:: Entries ::

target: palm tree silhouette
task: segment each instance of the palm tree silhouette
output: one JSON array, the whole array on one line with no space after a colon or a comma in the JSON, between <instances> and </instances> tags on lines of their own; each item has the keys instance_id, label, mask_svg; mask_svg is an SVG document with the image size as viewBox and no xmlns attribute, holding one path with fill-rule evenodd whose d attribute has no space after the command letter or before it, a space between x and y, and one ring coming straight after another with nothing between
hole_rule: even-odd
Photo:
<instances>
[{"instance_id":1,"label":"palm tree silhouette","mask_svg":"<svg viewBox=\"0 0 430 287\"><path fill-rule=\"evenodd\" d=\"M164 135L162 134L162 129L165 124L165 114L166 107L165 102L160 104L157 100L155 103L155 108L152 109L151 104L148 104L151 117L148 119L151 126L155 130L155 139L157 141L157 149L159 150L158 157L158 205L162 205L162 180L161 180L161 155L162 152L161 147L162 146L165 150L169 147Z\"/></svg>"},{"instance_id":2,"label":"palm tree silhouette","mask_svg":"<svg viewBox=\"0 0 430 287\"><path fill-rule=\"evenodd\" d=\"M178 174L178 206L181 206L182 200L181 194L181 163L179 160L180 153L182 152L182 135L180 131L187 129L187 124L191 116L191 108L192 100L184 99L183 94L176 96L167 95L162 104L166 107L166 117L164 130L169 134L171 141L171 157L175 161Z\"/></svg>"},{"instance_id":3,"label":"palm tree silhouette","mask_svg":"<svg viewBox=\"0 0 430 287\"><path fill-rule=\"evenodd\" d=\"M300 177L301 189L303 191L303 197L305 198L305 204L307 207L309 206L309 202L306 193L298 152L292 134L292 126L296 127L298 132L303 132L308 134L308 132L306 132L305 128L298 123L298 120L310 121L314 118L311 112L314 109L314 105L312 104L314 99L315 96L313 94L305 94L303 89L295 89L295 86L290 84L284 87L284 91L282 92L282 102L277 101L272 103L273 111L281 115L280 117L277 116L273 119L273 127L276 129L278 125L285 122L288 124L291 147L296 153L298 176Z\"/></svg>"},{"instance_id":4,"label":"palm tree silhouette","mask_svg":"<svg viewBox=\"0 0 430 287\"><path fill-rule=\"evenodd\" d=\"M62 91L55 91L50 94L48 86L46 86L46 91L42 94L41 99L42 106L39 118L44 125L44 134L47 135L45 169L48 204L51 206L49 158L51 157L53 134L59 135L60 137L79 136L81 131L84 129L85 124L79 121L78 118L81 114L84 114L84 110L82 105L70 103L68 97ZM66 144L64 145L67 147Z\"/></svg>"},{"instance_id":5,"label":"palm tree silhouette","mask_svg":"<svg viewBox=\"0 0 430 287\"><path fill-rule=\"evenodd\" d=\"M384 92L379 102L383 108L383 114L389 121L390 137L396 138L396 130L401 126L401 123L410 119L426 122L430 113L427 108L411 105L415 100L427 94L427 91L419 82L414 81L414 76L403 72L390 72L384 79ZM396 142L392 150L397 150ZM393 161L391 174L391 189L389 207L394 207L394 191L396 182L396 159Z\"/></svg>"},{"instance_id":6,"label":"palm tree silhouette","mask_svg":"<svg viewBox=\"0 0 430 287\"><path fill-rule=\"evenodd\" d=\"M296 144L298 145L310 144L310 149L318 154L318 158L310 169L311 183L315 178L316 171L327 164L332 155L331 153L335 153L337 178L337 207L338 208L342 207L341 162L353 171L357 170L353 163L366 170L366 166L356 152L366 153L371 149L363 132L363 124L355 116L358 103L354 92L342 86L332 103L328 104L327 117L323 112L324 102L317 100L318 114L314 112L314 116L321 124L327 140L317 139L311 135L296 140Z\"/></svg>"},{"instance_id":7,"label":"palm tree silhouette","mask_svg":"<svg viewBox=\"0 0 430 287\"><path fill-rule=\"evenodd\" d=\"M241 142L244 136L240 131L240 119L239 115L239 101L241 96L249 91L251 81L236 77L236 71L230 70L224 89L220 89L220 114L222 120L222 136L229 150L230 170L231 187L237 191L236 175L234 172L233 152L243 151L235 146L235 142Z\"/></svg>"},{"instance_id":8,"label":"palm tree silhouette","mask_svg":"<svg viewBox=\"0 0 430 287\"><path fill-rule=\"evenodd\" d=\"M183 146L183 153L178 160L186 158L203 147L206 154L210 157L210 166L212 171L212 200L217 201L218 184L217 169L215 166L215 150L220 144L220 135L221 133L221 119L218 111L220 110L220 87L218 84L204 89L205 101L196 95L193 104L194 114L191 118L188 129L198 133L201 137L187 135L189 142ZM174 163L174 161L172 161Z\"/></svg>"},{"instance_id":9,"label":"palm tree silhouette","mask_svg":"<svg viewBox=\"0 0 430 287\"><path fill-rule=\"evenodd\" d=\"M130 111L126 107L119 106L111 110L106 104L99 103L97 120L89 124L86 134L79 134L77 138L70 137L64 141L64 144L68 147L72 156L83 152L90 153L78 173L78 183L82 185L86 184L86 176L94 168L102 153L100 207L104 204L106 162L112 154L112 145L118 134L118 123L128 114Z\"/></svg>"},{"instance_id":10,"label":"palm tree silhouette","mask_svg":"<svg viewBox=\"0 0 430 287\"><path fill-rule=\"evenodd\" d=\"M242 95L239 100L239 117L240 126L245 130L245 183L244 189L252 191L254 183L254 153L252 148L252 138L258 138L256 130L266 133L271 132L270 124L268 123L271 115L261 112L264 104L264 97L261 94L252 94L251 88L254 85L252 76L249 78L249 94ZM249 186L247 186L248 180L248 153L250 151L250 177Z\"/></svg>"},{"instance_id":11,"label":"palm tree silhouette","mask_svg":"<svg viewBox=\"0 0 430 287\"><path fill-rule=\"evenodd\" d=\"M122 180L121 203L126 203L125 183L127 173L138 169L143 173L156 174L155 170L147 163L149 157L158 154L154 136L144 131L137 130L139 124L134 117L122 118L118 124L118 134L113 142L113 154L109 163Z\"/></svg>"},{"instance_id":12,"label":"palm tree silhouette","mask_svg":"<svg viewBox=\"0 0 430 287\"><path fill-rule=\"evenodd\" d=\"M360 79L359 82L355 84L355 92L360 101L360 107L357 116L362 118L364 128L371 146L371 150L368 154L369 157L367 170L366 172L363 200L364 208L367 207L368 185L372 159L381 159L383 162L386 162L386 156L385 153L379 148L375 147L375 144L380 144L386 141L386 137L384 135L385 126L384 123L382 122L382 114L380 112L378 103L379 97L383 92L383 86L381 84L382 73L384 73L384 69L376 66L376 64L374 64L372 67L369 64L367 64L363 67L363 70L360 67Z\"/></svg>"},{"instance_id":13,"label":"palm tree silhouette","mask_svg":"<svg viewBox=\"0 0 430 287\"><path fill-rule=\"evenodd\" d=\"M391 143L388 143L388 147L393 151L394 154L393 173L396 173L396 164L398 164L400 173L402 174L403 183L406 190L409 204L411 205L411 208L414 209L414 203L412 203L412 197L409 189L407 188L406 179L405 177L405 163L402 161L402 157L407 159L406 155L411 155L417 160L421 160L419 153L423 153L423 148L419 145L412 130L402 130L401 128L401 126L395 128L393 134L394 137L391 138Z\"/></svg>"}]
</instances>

:::

**Your instructions:** Count the lines in the rows above that contain the string "each", with case counting, and reply with only the number.

**Exercise solution:** 2